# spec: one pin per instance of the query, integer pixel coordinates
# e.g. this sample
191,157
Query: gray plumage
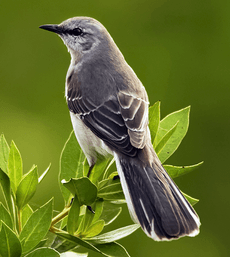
109,111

--------------------

• [Problem to solve]
Please reproduce the records above exactly and leave any picture behind.

• [Response to the exercise]
# spec: one pin per instance of the query, integer pixel coordinates
# e.g. this sample
191,157
Query: gray plumage
109,111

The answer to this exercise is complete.